◆ SUPPLIED TEXT
--- --- ---
The described embodiments relate to optical elements used with illumination modules that include Light Emitting Diodes (LEDs), and more particularly to optical elements that serve as reflectors for illumination modules.
The use of LEDs in general lighting is becoming more common, but poor color quality and poor color rendering remain as issues. Illumination devices that combine a number of LEDs may be used to improve the color quality and rendering, but suffer from spatial and/or angular variations in the color. Moreover, illumination devices that use LEDs sometimes are limited in the resulting emission patterns.
An optical element that may be replaceably mounted to an LED based illumination device. The optical element includes a hollow shell reflector and a plurality of annular shell elements disposed within the hollow shell reflector at different distances from the input port of the optical element. An annular shell element that is closer to the input port of the optical element has a radius that is less than the radius of an annular shell element farther from the input port.
In one configuration, an apparatus includes an LED based illumination device operable to emit light in a Lambertian pattern over a surface of an output window; and an optical element coupled to receive the light emitted from the output window of the LED based illumination device, the optical element having an input port and an output port, wherein a perimeter of the optical element increases in size from the input port to a maximum perimeter, the optical element comprising: a hollow shell reflector having a first height; a first annular shell element having a first radius and a second height that is less than the first height, the first annular shell element disposed within the hollow shell reflector; and a second annular shell element having a second radius and a third height, the second annular shell element disposed within the hollow shell reflector at a location closer to the input port of the optical element than a location of the first annular shell element, wherein the second radius is less than the first radius.
In one configuration, an optical element includes an input port configured to receive light emitted from a planar light emitting area of an LED based illumination device; an output port configured to emit an amount of light; a hollow shell reflector having a first height; a first annular shell element having a first radius and a second height that is less than the first height, the first annular shell element disposed within the hollow shell reflector; and a second annular shell element having a second radius and a third height that is less than the first height, the second annular shell element disposed within the hollow shell reflector at a location closer to the input port of the optical element than a location of the first annular shell element, wherein the second radius is less than the first radius.
In one configuration, an optical element includes an input port configured to receive light emitted from a planar light emitting area of an LED based illumination device; an output port configured to emit an amount of light; a hollow shell reflector having a first height; a first annular shell element having a first diameter and a second height that is less than the first height; a curved, annular shell element having a second diameter that is less than the first diameter, and a third height that is greater than the second height and less than the first height; a second annular shell element having a third diameter that is less than the second diameter and a fourth height that is less than the third height, wherein the curved annular shell element and the first and second annular shell elements are disposed within the hollow shell reflector.
--- --- ---
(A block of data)
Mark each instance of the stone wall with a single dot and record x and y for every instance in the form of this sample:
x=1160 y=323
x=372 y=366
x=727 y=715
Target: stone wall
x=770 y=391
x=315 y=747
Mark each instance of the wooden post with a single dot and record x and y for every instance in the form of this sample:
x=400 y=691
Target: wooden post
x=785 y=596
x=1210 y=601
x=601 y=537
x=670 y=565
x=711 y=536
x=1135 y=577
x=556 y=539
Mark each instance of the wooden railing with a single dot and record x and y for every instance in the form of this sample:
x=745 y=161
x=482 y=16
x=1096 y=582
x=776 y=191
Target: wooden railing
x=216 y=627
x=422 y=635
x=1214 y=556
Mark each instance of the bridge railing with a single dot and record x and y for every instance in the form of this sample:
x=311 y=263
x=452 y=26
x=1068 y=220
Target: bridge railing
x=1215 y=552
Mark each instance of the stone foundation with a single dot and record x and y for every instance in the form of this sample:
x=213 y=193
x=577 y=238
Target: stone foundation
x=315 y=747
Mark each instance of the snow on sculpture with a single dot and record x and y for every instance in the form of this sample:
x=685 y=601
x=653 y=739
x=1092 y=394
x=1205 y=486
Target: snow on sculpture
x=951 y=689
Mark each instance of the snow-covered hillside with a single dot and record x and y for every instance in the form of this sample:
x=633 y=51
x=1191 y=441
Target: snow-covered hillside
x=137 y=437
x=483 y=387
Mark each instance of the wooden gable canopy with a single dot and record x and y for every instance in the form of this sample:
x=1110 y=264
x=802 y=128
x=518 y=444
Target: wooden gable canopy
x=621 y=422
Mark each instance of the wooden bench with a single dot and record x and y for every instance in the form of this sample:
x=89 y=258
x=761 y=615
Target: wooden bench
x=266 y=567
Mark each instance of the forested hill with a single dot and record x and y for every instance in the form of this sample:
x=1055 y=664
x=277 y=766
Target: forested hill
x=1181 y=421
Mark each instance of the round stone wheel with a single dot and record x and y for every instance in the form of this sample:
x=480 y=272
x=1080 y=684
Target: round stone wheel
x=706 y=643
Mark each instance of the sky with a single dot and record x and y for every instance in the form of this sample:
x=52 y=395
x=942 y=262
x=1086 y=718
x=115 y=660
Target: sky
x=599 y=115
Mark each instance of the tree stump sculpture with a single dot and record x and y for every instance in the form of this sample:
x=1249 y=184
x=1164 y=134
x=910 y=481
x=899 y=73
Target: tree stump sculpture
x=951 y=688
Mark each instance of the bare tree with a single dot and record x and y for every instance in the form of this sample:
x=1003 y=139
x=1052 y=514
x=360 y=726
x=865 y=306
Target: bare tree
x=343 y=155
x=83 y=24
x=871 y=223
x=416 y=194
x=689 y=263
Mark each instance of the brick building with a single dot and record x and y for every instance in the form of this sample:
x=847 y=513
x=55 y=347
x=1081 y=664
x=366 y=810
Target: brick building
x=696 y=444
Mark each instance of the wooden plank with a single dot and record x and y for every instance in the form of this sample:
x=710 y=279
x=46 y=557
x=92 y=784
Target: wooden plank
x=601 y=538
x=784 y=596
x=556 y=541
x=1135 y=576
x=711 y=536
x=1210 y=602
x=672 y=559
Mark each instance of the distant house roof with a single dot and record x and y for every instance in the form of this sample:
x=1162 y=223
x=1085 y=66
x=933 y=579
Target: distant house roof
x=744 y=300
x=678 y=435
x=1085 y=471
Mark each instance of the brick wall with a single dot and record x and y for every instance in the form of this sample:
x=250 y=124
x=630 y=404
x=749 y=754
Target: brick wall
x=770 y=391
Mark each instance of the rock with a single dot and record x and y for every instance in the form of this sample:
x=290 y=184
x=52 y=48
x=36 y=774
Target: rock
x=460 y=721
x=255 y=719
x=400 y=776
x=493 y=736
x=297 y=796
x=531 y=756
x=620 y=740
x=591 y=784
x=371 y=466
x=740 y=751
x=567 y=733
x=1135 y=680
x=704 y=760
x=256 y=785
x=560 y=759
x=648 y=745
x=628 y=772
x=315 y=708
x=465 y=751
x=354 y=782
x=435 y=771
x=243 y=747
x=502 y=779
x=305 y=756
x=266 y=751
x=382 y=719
--- --- ---
◆ PROBLEM TO WORK ON
Resume the passage on reflector optics for LED illumination devices, picking up after its final sentence. The listing is not required for any of the work here.

◆ ANSWER TO THIS EXERCISE
Further details and embodiments and techniques are described in the detailed description below. This summary does define the invention. The invention is defined by the claims.
Reference will now be made in detail to background examples and some embodiments of the invention, examples of which are illustrated in the accompanying drawings.
As depicted in
Either the interior sidewalls of cavity body 105 or sidewall insert 107, when optionally placed inside cavity body 105, is reflective so that light from LEDs 102, as well as any wavelength converted light, is reflected within the cavity 160 until it is transmitted through the output port, e.g., output window 108 when mounted over light source sub-assembly 115. Bottom reflector insert 106 may optionally be placed over mounting board 104. Bottom reflector insert 106 includes holes such that the light emitting portion of each LED 102 is not blocked by bottom reflector insert 106. Sidewall insert 107 may optionally be placed inside cavity body 105 such that the interior surfaces of sidewall insert 107 direct light from the LEDs 102 to the output window when cavity body 105 is mounted over light source sub-assembly 115. Although as depicted, the interior sidewalls of cavity body 105 are rectangular in shape as viewed from the top of illumination module 100, other shapes may be contemplated (e.g., clover shaped or polygonal). In addition, the interior sidewalls of cavity body 105 may taper or curve outward from mounting board 104 to output window 108, rather than perpendicular to output window 108 as depicted.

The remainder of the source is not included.